(PASSAGE PROVIDED Opens)

In a recent issue of PNAS, Adams et al. (1) project a 5-fold increase in the frequency of tree die-off in piñon (Pinus edulis) under drought in the southwestern United States due to elevated temperature alone. Their study is based on 10 excavated individuals grown in containers and exposed to complete drought under either ambient or elevated temperature (+4.3 °C, 5 replicates). Trees experiencing higher temperatures died 7 weeks earlier than control trees. The authors explain this by a trend to increased respiration under warmer conditions resulting in earlier carbon starvation. In addition to the recent letter by Sala (2) pointing out that there is no direct evidence for carbon starvation as a cause of tree death to date, we are concerned with (i) the methods used to arrive at Adams et al.'s (1) interpretation and (ii) the way tree die-off is extrapolated to large spatio-temporal scales from their small sample size.
The authors' interpretation of carbon starvation hinges on a short period (weeks 3 and 4) of the experiment, when leaf respiration rates “diverged” between the treatments, though no statistical test is provided. In any case, this divergence does not constitute evidence for carbon starvation because enhanced leaf respiration is no proof of carbon reserve exhaustion at tree level; such evidence could only rest on measures of mobile carbon reserves (nonstructural carbohydrates). Drought might actually enhance carbon reserves, driven by continuing though low rates of photosynthesis at otherwise blocked meristematic (sink) activity (3).

(PASSAGE PROVIDED Closes)
(GIVEN INFORMATION Opens)

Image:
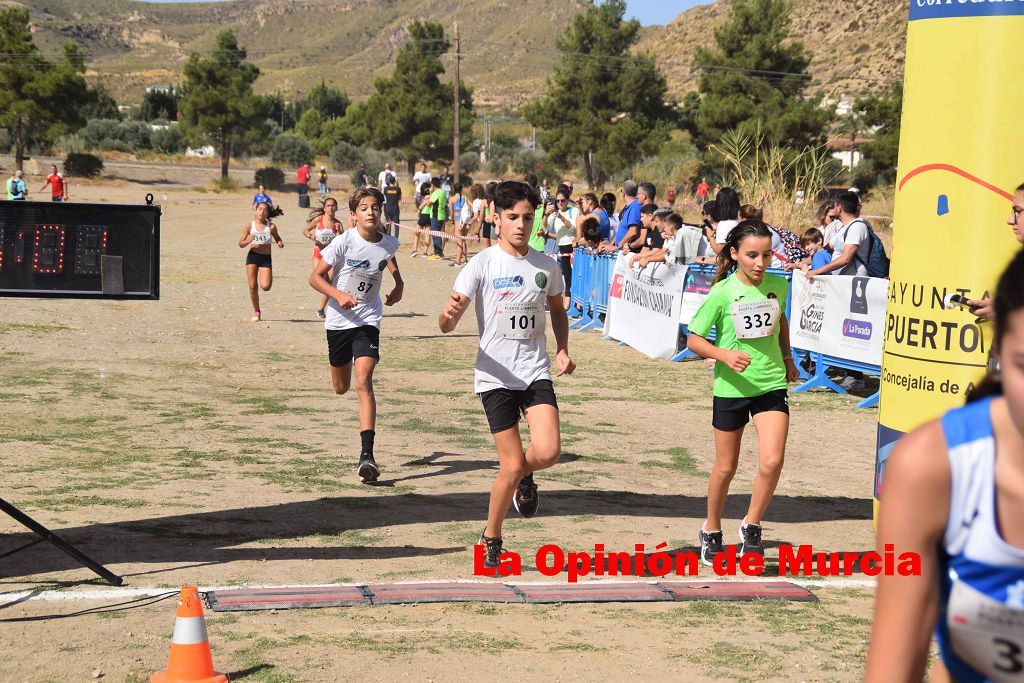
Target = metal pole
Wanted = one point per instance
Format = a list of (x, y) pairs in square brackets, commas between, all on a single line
[(458, 58)]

(GIVEN INFORMATION Closes)

• [REQUIRED ACTIONS]:
(1) Translate this sentence from the passage on piñon die-off into Spanish: "Trees experiencing higher temperatures died 7 weeks earlier than control trees."
(2) Pick up the passage on piñon die-off after its final sentence and continue it in the same formal register.

• [ANSWERS TO THE PROBLEMS]:
(1) Los árboles sometidos a temperaturas más altas murieron 7 semanas antes que los árboles de control.

(2)
In an attempt at looking at temperature alone, relative air humidity was kept constant in both treatments. However, higher temperature alone increases evaporative demand and thus water loss at any given relative air humidity, making desiccation more likely for purely physical reasons. Also, the definition of death at 90% needle browning is problematic, given that −6 MPa suffices to interrupt hydraulic conductivity in piñon (4). This value was reached for both treatments at the same time (around week 15). Because needle browning is not the cause but a symptom of the death process, mortality may have occurred at any point after week 15, such that needle browning, which is temperature-dependent, may have masked the true time of death.
The upscaling of results based on the response of only five small trees, which do not represent the size and age distribution of any actual tree population, implies overly high confidence in the results. The transplantation of naturally grown trees into 100-L containers (pot depth, 50 cm) must have resulted in severe damage to their root system. P. edulis may root 6 m (5), with deep roots ensuring survival during drought under natural conditions (6). We therefore suggest that the future drought-induced mortality rate is strongly overestimated.
In conclusion, we do not perceive sufficient evidence for the claim of carbon starvation as a significant cause of tree death for P. edulis in a warmer world. An upscaling to ecosystem level without accounting for rooting depth in situ and true tree-size distribution is not warranted.
Footnotes
The authors declare no conflict of interest.